═══ Provided information

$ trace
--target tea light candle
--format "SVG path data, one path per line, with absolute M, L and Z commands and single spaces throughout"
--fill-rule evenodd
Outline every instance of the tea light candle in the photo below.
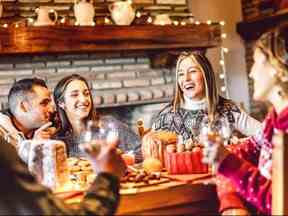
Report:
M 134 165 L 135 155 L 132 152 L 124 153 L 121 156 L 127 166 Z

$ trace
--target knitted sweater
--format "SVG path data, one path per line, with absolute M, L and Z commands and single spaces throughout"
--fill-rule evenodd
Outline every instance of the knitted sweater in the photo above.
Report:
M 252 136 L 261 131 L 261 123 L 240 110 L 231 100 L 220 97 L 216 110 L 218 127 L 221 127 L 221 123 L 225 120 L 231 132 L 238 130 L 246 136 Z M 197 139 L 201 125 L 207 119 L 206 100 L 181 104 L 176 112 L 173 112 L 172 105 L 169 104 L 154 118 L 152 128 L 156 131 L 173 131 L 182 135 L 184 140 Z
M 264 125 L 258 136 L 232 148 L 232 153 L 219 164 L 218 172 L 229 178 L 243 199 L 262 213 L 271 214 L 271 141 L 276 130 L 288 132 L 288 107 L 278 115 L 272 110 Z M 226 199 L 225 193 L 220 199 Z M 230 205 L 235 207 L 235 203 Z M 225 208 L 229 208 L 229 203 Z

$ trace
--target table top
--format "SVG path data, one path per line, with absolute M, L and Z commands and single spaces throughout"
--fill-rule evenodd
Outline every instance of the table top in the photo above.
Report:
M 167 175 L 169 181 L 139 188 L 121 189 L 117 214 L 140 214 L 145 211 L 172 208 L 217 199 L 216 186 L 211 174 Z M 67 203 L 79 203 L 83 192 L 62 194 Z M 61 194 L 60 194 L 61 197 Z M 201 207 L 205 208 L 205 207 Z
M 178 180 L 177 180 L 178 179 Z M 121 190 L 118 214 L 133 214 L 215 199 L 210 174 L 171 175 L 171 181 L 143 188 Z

══════

What is expected >> Which of the lines above hold the string "light"? Pick each of them out.

Written response >>
--target tea light candle
Outline every instance of the tea light candle in the photo below.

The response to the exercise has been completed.